TEXTE À LIRE:
************

N° 1131 | Le 19 décembre 2013 | Jacques Trémintin | Critiques de livres (accès libre)

Les nébuleuses du logement social. En France et en Afrique du Nord

Sous la direction d’Ahmed Nordine Touil & Lassaad Labidi


Le Sociographe n° 44, décembre 2013 (144 p. ; 12 €)

Thème : Logement

Ce numéro du Sociographe propose un regard croisé depuis l’Hexagone et l’Afrique du Nord, sur les implications du logement social. Que l’on se situe d’un côté ou de l’autre de la Méditerranée, les problèmes pour trouver à se loger sont aussi criants. Si la pénurie de constructions est une constante, le coût prohibitif des loyers s’impose ici, la forte démographie algérienne marquant là-bas un décalage permanent de la demande que n’arrive jamais à combler l’offre. Mais les fréquentes révoltes des dernières années qui ont marqué ce pays n’ont pas tant pour source cette pénurie que les modes opaques de distribution des appartements fournis par l’État providence ; la corruption, le népotisme et le clientélisme ayant abouti à la confiscation par les nantis des biens initialement destinés aux « nécessiteux ».

************

DONNÉES FOURNIES:
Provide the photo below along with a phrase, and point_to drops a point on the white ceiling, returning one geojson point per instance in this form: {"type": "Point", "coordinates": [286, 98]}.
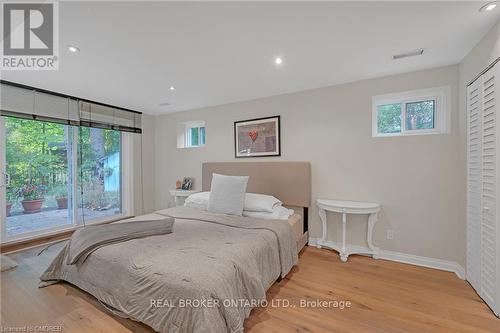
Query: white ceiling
{"type": "Point", "coordinates": [218, 53]}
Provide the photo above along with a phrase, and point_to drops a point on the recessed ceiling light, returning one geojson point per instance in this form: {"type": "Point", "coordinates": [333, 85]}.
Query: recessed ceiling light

************

EXERCICES À TRAITER:
**1.** Pour chacune des affirmations suivantes, indiquez par oui ou par non si elle concorde avec le texte à lire, en citant textuellement les mots de ce texte qui tranchent la question.
(a) La pénurie de constructions est présentée comme une constante.
(b) Les révoltes des dernières années ont surtout pour source la pénurie de logements.
(c) Le numéro du Sociographe compte 144 pages.
**2.** Reproduisez fidèlement le passage du texte à lire qui commence par « Les nébuleuses du » et se poursuit jusqu’à « (144 p. ; 12 €) ».

RÉPONSES CORRECTES:
**1.**
(a) Oui : « Si la pénurie de constructions est une constante ».
(b) Non : « n’ont pas tant pour source cette pénurie que les modes opaques de distribution des appartements fournis par l’État providence ».
(c) Oui : « 144 p. ».

**2.**
Les nébuleuses du logement social. En France et en Afrique du Nord

Sous la direction d’Ahmed Nordine Touil & Lassaad Labidi


Le Sociographe n° 44, décembre 2013 (144 p. ; 12 €)